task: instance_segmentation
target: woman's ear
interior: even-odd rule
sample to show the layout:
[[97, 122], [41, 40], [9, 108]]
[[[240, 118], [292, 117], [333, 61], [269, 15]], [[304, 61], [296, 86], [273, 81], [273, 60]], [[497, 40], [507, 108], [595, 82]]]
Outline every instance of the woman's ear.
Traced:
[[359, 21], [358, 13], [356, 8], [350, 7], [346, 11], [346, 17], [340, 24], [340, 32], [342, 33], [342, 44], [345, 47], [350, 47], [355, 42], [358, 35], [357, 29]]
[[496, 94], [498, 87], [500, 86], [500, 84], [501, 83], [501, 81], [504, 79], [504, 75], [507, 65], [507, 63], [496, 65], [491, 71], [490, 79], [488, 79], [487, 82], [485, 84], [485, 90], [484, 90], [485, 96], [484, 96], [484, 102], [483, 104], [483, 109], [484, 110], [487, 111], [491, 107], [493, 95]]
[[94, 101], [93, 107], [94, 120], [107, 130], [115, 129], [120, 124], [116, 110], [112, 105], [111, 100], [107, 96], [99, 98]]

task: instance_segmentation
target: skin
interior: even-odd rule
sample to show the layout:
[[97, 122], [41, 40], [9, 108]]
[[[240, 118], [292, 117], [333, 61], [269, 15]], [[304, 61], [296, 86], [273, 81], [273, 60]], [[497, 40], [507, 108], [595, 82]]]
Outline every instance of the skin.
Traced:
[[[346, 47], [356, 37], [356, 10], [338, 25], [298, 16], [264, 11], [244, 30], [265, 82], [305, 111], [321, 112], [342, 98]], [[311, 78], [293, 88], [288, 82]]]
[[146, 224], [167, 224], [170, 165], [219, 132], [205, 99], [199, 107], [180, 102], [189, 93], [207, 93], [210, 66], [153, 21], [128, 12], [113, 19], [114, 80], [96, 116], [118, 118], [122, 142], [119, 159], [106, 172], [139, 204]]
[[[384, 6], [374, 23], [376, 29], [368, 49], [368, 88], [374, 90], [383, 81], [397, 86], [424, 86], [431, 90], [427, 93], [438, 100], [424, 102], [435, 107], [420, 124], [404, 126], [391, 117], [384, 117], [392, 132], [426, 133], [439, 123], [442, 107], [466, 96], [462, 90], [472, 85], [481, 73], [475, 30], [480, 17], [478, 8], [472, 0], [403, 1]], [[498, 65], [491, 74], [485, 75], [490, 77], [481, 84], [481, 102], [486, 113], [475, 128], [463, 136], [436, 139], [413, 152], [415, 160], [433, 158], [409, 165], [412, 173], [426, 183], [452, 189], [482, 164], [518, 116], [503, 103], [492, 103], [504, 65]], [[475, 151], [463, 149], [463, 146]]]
+++
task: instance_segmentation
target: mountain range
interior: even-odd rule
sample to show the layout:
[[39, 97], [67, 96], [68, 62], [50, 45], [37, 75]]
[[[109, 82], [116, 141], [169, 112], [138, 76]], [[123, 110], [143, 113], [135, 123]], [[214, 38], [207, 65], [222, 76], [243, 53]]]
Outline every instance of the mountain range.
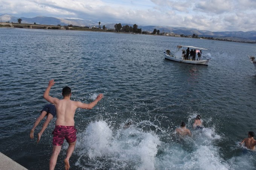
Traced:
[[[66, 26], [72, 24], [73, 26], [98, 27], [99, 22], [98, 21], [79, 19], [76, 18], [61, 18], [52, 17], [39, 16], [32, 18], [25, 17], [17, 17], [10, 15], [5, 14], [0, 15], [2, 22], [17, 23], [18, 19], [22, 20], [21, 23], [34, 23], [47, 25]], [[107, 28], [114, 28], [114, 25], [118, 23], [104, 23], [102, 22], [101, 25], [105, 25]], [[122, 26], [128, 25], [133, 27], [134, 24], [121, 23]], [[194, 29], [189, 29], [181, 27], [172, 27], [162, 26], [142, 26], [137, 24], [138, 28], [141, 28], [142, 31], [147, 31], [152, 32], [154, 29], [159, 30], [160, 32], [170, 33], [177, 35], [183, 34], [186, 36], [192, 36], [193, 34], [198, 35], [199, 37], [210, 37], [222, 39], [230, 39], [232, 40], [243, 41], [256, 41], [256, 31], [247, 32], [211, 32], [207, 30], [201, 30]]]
+++
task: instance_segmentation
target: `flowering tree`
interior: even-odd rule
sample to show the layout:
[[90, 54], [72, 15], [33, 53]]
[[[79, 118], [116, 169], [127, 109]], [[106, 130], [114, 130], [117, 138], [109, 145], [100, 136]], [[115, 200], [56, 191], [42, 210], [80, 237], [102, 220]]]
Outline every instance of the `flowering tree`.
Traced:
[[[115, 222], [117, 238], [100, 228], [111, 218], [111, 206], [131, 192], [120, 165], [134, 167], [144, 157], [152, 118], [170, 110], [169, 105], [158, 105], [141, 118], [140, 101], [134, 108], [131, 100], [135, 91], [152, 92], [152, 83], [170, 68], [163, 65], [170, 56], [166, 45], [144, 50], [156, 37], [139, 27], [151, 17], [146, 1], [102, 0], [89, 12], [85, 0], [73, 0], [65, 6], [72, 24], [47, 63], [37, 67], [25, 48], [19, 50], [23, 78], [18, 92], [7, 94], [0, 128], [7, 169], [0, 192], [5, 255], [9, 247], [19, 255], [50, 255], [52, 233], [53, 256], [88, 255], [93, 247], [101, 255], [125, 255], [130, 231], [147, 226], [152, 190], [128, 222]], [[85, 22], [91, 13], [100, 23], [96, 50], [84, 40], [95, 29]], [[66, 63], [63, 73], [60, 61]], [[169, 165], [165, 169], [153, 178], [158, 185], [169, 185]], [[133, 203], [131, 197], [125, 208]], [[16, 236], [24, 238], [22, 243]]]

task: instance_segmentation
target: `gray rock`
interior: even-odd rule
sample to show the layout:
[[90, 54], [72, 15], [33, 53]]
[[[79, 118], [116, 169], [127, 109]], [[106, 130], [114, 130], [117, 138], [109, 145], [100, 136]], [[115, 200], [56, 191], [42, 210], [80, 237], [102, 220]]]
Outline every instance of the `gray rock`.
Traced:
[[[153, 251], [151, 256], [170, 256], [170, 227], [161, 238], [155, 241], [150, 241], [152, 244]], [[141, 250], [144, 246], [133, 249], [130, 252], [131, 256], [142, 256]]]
+++
**AIM:**
Identify every line in the listing above that contains the word "mountain" and copy each such line in full.

**SOLUTION TO THIS EXERCISE:**
target: mountain range
Outline every instance of the mountain range.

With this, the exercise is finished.